* Exercise *
Give the data below again exactly as it stands. Omit the pictures.

* Provided material *
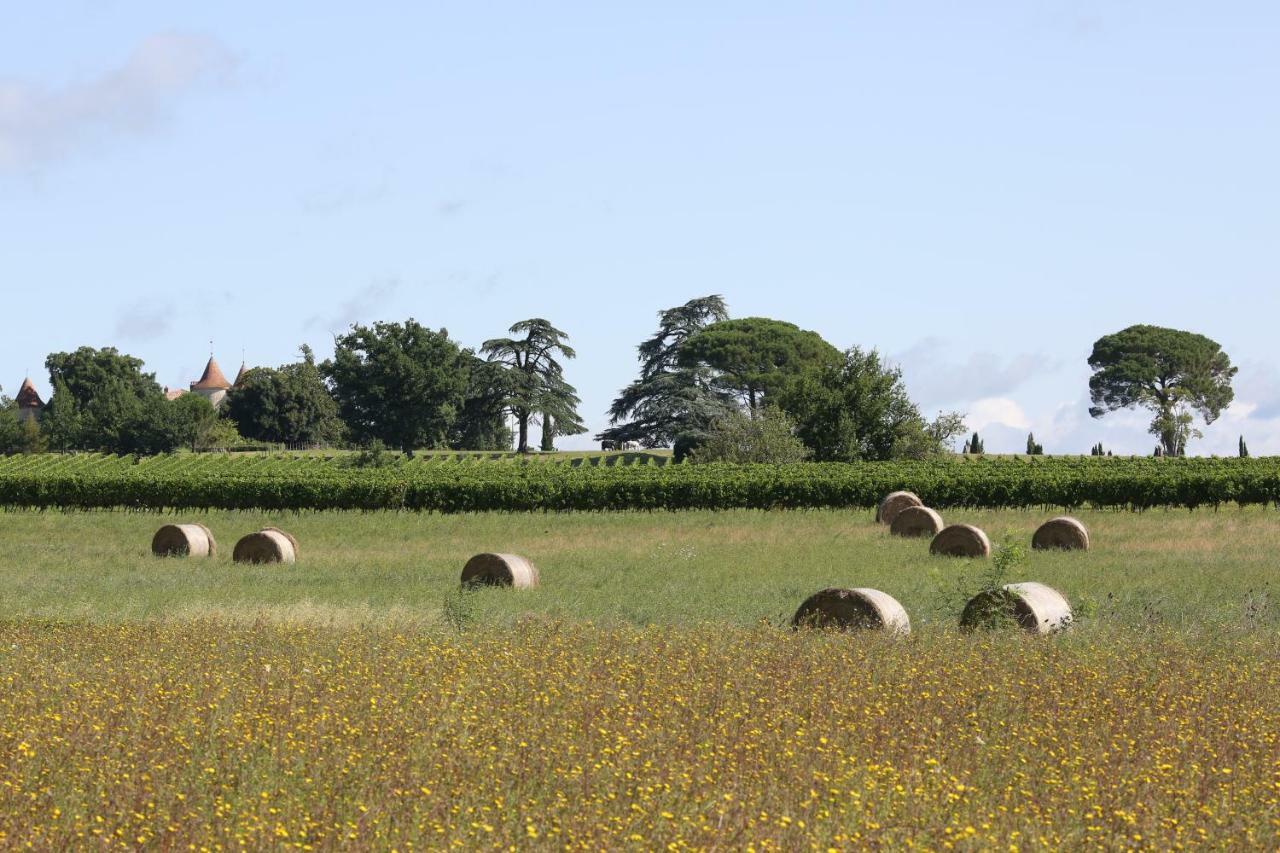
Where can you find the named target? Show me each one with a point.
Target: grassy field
(740, 566)
(645, 696)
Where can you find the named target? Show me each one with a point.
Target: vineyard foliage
(462, 483)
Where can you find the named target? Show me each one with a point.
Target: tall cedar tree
(670, 400)
(859, 410)
(757, 359)
(535, 378)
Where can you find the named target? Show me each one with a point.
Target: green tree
(483, 422)
(1175, 374)
(670, 400)
(400, 383)
(768, 437)
(859, 410)
(757, 359)
(103, 401)
(288, 405)
(535, 384)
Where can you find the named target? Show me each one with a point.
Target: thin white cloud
(144, 320)
(39, 124)
(936, 377)
(374, 296)
(996, 410)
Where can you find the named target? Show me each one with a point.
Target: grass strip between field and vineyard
(471, 483)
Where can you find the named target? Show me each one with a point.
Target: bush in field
(766, 437)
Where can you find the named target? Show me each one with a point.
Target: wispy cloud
(327, 201)
(144, 320)
(449, 209)
(359, 306)
(39, 124)
(936, 377)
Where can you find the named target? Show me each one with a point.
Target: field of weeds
(570, 735)
(648, 694)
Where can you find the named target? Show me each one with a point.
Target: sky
(978, 191)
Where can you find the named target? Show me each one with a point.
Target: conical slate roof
(27, 396)
(213, 379)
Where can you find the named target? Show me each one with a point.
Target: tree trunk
(522, 419)
(548, 433)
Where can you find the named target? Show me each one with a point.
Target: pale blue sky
(977, 190)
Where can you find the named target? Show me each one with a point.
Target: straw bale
(265, 546)
(894, 503)
(917, 521)
(499, 570)
(960, 541)
(1064, 533)
(1032, 606)
(183, 541)
(853, 610)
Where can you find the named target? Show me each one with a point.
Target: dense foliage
(460, 482)
(284, 405)
(767, 436)
(1175, 374)
(534, 381)
(858, 409)
(757, 359)
(670, 400)
(103, 401)
(403, 384)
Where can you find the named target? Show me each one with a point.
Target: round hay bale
(960, 541)
(1063, 532)
(1033, 607)
(183, 541)
(917, 521)
(499, 570)
(288, 536)
(853, 610)
(894, 503)
(265, 546)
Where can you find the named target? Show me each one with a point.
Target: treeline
(309, 483)
(716, 388)
(396, 384)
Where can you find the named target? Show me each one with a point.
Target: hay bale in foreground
(917, 521)
(960, 541)
(1063, 532)
(1033, 607)
(268, 544)
(499, 570)
(183, 541)
(853, 610)
(287, 536)
(894, 503)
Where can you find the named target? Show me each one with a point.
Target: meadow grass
(647, 694)
(168, 735)
(739, 566)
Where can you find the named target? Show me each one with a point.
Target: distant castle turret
(30, 404)
(213, 384)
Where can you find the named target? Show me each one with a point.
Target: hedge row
(233, 484)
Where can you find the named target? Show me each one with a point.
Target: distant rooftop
(27, 396)
(213, 379)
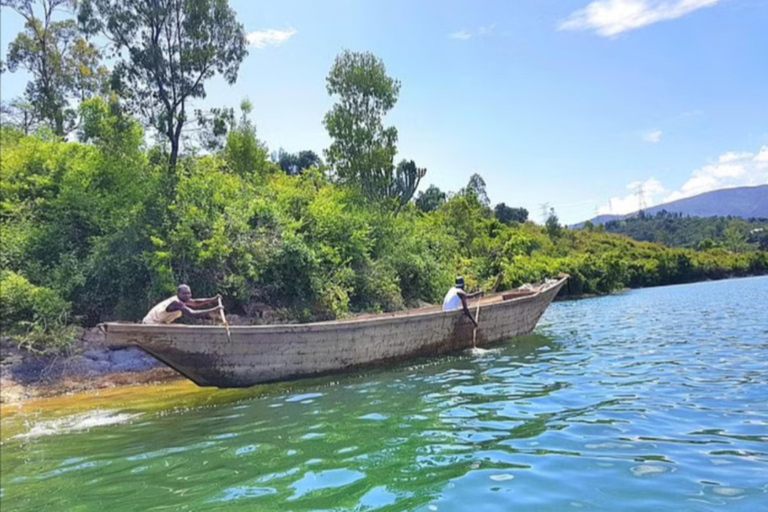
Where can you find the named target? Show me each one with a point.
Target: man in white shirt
(457, 298)
(179, 305)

* Complete answer *
Where can you find the named target? Show me each one with a point.
Target: grassy field
(740, 566)
(645, 696)
Where can you find the named target? Show me each one with a point.
Target: vineyard foliage
(462, 483)
Where can you find the named target? Show me each one with a point.
Target: tall cedar tree
(670, 400)
(859, 410)
(757, 359)
(535, 378)
Where can you find the named target? Show me each one with a point.
Target: green tree
(483, 422)
(1175, 374)
(670, 400)
(400, 383)
(768, 437)
(859, 410)
(757, 359)
(103, 401)
(288, 405)
(535, 384)
Where can you find the named target? Show me each one with a point.
Target: thin white cloud
(144, 320)
(39, 124)
(936, 377)
(374, 296)
(996, 410)
Where can you find the named target? Show me each one with a point.
Target: grass strip between field and vineyard
(471, 483)
Where can you find the named target? Show me each one with a point.
Target: bush in field
(766, 437)
Where can you find the named target? Show me each one with a point.
Target: wispy cloud
(327, 201)
(144, 320)
(449, 209)
(359, 306)
(39, 124)
(936, 377)
Where can you find the named target? Show me each one with a point.
Target: field of weeds
(570, 735)
(648, 694)
Where can you find the named target? Show me each one with a point.
Target: sky
(978, 191)
Where can you find the named target? Show me each one with a point.
Target: conical slate roof
(27, 396)
(213, 379)
Where can you find the named target? Show me each one with a point.
Target: tree trunk
(522, 419)
(548, 433)
Where can you find the named target? Show me each one with a point.
Target: pale blue sky
(977, 190)
Where can you find the named target? Show me each one with a point.
Target: straw bale
(265, 546)
(894, 503)
(917, 521)
(499, 570)
(960, 541)
(1064, 533)
(1032, 606)
(183, 541)
(853, 610)
Where can you find the named target? Show me each one with a point.
Target: dense foliage
(460, 482)
(284, 405)
(767, 436)
(1175, 374)
(534, 381)
(858, 409)
(757, 359)
(670, 400)
(103, 401)
(403, 384)
Where can you find the named target? Show me each one with a point.
Target: round hay bale
(960, 541)
(1063, 532)
(1033, 607)
(183, 541)
(917, 521)
(499, 570)
(288, 536)
(853, 610)
(894, 503)
(265, 546)
Where can you find the named target? Show me each one with a point.
Target: treeline
(309, 483)
(716, 388)
(396, 384)
Where can you find the named target? Show me each one with a point.
Target: hay bale in foreground
(917, 521)
(960, 541)
(1063, 532)
(1033, 607)
(268, 544)
(499, 570)
(183, 541)
(853, 610)
(287, 536)
(894, 503)
Where can you find the named target? Show me each one with a point.
Target: meadow grass
(647, 694)
(168, 735)
(739, 566)
Where can you find the named target? Show me each one with a point.
Target: distant castle turret
(30, 404)
(213, 384)
Where can you find the named target? Show me each one with a point.
Target: hedge row
(233, 484)
Where can you find the named target? Show me each one with a point.
Target: distant rooftop
(27, 396)
(213, 379)
Where can you find the named target? Show me each one with a point.
Target: man in white shirt
(457, 298)
(179, 305)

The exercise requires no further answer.